— START OF Input —

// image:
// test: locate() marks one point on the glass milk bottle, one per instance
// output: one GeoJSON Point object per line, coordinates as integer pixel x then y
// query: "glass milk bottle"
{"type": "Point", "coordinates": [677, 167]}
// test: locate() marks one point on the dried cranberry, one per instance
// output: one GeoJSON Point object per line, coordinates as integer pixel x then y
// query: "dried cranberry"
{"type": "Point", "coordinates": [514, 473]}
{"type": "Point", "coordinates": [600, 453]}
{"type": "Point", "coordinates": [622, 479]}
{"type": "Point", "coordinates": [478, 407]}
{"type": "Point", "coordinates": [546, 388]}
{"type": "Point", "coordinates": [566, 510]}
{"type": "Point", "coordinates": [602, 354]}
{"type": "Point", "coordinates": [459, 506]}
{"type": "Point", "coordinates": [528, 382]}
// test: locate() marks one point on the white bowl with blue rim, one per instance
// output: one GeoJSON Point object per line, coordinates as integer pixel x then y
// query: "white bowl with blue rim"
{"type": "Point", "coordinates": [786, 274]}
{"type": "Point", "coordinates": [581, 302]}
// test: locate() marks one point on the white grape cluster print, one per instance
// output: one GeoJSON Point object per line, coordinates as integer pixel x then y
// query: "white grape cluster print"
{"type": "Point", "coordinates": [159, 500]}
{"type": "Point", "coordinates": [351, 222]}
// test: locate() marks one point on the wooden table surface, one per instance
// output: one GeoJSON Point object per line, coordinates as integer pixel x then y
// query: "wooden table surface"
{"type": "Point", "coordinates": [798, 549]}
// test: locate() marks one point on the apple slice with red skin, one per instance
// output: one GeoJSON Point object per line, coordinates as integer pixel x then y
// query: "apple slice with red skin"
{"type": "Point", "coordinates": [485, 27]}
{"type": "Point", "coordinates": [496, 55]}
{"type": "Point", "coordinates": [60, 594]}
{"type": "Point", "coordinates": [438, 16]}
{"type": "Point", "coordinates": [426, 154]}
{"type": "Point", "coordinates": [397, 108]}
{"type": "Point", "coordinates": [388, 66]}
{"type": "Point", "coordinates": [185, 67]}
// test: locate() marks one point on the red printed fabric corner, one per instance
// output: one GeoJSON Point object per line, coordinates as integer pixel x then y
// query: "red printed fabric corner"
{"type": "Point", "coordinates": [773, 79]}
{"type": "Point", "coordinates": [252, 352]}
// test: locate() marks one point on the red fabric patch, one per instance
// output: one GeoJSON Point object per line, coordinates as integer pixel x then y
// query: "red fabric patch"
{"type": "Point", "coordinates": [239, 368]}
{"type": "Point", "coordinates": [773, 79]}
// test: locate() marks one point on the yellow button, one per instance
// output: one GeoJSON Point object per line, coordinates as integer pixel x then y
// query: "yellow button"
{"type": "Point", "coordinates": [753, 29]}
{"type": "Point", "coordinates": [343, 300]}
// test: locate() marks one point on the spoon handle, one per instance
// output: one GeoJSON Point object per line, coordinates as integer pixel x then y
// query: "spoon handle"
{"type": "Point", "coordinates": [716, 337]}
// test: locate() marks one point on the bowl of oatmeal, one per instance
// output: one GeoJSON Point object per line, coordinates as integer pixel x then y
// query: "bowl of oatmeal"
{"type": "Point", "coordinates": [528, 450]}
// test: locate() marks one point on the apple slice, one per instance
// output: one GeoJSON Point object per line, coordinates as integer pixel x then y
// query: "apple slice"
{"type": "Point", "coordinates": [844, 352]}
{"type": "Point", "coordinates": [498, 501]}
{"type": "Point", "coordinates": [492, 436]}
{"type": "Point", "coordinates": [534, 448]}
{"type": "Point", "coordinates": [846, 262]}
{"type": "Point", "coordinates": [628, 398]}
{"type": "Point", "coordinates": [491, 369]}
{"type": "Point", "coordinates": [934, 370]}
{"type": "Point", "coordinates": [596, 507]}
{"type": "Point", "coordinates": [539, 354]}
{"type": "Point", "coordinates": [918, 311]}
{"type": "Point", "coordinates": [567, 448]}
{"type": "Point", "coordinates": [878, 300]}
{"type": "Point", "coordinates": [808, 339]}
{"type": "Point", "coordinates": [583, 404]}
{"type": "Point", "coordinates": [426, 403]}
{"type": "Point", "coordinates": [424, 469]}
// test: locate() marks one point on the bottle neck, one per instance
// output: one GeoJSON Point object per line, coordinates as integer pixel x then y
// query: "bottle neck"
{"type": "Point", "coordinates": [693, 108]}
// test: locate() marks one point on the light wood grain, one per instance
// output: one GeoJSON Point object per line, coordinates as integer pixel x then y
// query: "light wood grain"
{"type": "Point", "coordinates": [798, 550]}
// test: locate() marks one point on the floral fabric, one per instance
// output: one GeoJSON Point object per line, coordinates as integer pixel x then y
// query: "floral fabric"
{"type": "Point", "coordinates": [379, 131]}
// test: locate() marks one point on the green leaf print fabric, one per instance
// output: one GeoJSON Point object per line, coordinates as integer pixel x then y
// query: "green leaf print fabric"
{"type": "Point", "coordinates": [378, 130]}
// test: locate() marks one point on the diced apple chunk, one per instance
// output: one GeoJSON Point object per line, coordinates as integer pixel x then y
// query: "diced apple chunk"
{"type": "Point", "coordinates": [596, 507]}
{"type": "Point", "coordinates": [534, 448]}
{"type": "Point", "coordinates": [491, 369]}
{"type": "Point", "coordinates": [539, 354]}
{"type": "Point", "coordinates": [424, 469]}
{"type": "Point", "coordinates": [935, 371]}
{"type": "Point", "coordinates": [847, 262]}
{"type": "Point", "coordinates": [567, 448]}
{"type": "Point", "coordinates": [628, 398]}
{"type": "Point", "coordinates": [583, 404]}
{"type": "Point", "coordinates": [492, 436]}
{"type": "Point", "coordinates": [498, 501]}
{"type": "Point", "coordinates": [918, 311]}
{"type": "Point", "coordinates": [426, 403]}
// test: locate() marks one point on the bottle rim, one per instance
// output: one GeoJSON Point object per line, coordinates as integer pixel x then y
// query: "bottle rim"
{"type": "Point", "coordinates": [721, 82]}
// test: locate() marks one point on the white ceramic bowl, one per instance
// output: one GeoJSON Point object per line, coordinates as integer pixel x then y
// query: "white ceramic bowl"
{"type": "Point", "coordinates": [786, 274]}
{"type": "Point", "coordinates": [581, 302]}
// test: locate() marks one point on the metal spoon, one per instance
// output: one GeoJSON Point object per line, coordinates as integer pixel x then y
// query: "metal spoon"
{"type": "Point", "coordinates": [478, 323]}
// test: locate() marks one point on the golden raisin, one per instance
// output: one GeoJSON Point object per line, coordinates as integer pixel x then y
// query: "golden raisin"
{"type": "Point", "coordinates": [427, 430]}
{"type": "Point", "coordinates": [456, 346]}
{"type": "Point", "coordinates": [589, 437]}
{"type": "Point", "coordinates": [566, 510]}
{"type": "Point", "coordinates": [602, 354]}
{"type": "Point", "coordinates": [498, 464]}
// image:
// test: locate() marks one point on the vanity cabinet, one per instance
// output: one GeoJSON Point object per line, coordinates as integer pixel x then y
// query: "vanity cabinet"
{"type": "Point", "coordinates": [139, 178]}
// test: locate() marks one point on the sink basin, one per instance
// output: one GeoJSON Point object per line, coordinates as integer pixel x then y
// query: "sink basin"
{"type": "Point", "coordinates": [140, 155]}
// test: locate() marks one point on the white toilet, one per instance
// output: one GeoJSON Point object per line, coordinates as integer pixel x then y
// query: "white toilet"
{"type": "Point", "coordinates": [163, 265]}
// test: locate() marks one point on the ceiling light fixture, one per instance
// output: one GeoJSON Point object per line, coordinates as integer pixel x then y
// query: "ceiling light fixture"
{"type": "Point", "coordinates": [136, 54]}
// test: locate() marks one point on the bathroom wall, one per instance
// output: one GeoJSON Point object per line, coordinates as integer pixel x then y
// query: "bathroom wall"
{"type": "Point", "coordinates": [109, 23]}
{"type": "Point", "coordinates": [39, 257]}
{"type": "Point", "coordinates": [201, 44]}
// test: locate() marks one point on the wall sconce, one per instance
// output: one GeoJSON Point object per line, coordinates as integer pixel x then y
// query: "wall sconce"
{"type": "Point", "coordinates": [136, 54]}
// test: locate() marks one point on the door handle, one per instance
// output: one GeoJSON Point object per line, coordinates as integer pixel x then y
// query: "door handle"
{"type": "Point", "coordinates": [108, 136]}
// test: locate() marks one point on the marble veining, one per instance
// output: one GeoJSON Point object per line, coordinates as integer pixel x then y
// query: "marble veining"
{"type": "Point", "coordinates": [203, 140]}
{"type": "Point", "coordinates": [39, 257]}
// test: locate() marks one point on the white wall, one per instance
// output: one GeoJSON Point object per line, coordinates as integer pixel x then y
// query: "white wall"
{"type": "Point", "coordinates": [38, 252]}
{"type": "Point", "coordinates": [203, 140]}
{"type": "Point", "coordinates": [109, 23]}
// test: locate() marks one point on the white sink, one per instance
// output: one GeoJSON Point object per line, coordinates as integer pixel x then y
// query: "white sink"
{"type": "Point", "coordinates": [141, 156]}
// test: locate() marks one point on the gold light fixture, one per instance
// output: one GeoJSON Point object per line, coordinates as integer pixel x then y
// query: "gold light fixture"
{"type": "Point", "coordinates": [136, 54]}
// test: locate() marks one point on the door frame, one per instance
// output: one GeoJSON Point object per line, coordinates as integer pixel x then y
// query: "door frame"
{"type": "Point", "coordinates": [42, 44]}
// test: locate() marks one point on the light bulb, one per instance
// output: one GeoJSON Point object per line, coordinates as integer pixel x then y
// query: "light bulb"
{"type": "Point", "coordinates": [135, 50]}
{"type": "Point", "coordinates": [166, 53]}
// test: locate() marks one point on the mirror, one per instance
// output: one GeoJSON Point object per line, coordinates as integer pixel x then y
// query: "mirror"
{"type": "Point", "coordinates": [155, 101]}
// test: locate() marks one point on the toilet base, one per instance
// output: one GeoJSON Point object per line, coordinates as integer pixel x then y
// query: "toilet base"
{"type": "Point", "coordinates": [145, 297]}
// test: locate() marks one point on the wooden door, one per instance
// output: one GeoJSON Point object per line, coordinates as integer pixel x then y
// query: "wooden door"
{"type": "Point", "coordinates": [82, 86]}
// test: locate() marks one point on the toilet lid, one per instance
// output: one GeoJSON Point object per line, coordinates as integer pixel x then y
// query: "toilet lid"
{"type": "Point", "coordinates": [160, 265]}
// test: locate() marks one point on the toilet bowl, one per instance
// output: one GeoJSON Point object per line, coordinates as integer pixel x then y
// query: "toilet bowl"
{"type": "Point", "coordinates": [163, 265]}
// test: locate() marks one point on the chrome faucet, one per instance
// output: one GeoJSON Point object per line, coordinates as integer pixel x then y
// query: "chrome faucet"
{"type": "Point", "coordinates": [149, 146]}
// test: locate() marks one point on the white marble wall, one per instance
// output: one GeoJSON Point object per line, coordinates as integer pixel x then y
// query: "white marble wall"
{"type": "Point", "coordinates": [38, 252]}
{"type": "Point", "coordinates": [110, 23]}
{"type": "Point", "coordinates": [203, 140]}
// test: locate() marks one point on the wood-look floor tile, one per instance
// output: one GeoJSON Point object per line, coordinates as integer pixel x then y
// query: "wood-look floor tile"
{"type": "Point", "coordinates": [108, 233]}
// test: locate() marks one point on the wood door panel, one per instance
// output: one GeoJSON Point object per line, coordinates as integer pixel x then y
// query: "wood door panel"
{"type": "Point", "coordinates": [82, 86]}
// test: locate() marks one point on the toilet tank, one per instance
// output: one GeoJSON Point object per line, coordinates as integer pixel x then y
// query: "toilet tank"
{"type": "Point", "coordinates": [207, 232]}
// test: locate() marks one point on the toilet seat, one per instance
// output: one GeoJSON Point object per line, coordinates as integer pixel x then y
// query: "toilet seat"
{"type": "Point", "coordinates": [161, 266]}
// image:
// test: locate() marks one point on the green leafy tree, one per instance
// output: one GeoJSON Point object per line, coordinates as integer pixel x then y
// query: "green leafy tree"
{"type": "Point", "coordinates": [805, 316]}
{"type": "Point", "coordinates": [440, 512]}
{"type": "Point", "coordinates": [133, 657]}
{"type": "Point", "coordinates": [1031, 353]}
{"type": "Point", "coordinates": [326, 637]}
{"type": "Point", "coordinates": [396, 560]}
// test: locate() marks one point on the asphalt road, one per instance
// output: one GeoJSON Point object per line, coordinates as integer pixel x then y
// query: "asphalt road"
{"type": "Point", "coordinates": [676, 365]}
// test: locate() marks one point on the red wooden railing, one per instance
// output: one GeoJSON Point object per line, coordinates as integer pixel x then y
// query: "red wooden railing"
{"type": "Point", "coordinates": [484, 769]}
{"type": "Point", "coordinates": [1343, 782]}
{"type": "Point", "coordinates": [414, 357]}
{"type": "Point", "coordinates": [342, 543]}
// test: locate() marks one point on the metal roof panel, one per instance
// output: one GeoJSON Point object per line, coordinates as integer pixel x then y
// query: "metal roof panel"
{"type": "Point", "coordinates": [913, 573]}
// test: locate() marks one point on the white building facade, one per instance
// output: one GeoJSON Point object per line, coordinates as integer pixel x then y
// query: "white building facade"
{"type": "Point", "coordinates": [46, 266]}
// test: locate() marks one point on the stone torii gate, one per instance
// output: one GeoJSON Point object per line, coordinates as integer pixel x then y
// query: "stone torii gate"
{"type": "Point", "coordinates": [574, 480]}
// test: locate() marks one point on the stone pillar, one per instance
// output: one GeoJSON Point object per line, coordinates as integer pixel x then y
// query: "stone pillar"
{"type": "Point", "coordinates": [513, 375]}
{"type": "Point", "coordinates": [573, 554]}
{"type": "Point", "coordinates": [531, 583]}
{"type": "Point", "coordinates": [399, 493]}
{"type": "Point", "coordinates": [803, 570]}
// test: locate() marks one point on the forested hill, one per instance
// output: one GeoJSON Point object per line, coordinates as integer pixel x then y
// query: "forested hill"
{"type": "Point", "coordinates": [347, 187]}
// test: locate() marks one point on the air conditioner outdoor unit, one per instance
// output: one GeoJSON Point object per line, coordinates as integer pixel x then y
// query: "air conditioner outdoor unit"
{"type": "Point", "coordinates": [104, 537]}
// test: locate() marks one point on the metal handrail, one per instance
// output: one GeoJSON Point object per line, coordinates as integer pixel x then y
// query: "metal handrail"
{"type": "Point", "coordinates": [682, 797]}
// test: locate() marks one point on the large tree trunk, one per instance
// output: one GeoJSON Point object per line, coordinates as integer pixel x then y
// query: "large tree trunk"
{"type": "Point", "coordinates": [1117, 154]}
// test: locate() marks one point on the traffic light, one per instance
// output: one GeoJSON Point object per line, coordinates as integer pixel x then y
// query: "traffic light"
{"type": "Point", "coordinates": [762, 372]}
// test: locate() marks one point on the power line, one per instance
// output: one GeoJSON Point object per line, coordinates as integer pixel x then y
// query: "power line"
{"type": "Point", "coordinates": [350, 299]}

— END OF Input —

_Request_
Everything from the line containing "handrail, one per instance" through the final line of the listing, inclusive, must be reproduced exactly; leave out the rest.

_Task result_
// test: locate() marks one point on the metal handrail, one per instance
// output: one GeoJSON Point object per line, coordinates as integer pixel x then y
// query: "metal handrail"
{"type": "Point", "coordinates": [682, 797]}
// test: locate() marks one point on the large tree trunk, one per instance
// output: one GeoJSON Point object per line, coordinates as integer pixel x then y
// query: "large tree trunk"
{"type": "Point", "coordinates": [1117, 154]}
// test: locate() marks one point on the traffic light, one per instance
// output: one GeoJSON Point object per line, coordinates as integer pixel x then y
// query: "traffic light"
{"type": "Point", "coordinates": [762, 372]}
// test: locate() marks one point on the power line, one per instance
// output: one GeoJSON Point object per line, coordinates as integer pixel x then y
// query: "power line"
{"type": "Point", "coordinates": [350, 299]}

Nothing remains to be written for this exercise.